### [Task to carry out]
In the entries that follow, count each line containing "scene" and state the total, nothing more.

Stored data:
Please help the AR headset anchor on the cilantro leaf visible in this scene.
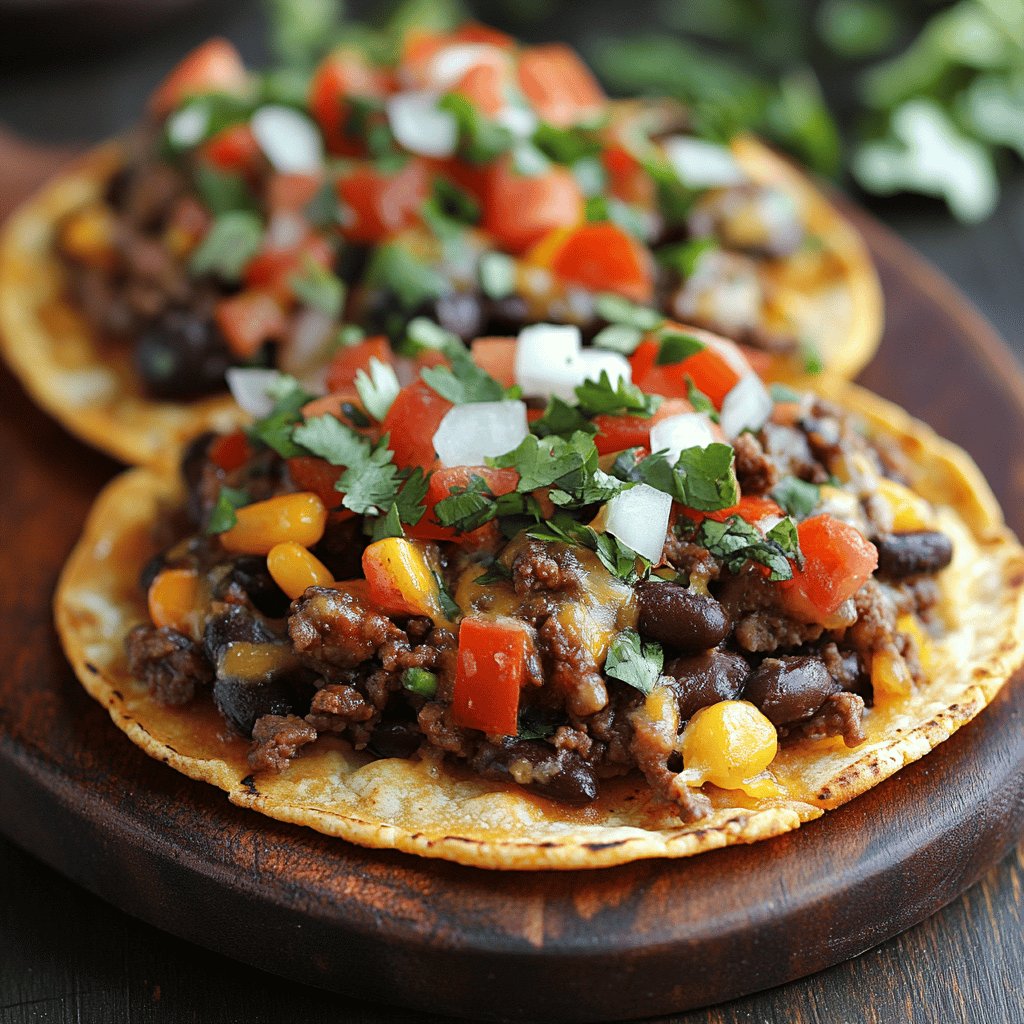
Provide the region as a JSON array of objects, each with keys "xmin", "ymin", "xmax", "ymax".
[
  {"xmin": 431, "ymin": 569, "xmax": 461, "ymax": 620},
  {"xmin": 772, "ymin": 476, "xmax": 820, "ymax": 519},
  {"xmin": 617, "ymin": 442, "xmax": 739, "ymax": 512},
  {"xmin": 594, "ymin": 293, "xmax": 664, "ymax": 331},
  {"xmin": 420, "ymin": 356, "xmax": 505, "ymax": 404},
  {"xmin": 529, "ymin": 396, "xmax": 597, "ymax": 439},
  {"xmin": 592, "ymin": 323, "xmax": 644, "ymax": 355},
  {"xmin": 434, "ymin": 474, "xmax": 499, "ymax": 533},
  {"xmin": 604, "ymin": 628, "xmax": 664, "ymax": 695},
  {"xmin": 247, "ymin": 376, "xmax": 314, "ymax": 458},
  {"xmin": 206, "ymin": 486, "xmax": 251, "ymax": 535},
  {"xmin": 525, "ymin": 516, "xmax": 649, "ymax": 583},
  {"xmin": 686, "ymin": 376, "xmax": 720, "ymax": 422},
  {"xmin": 289, "ymin": 256, "xmax": 345, "ymax": 317},
  {"xmin": 364, "ymin": 241, "xmax": 449, "ymax": 310},
  {"xmin": 189, "ymin": 211, "xmax": 263, "ymax": 281},
  {"xmin": 656, "ymin": 237, "xmax": 718, "ymax": 278},
  {"xmin": 696, "ymin": 514, "xmax": 802, "ymax": 581},
  {"xmin": 437, "ymin": 93, "xmax": 516, "ymax": 163},
  {"xmin": 657, "ymin": 331, "xmax": 705, "ymax": 366},
  {"xmin": 475, "ymin": 561, "xmax": 513, "ymax": 586},
  {"xmin": 192, "ymin": 165, "xmax": 255, "ymax": 215},
  {"xmin": 574, "ymin": 371, "xmax": 661, "ymax": 418}
]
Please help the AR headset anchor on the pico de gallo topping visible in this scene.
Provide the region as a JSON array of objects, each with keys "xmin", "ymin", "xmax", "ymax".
[
  {"xmin": 58, "ymin": 20, "xmax": 824, "ymax": 403},
  {"xmin": 127, "ymin": 320, "xmax": 954, "ymax": 820}
]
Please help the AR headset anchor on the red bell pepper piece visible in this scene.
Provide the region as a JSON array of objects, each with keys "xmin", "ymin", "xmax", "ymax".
[{"xmin": 452, "ymin": 617, "xmax": 530, "ymax": 735}]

### [Solution for this problem]
3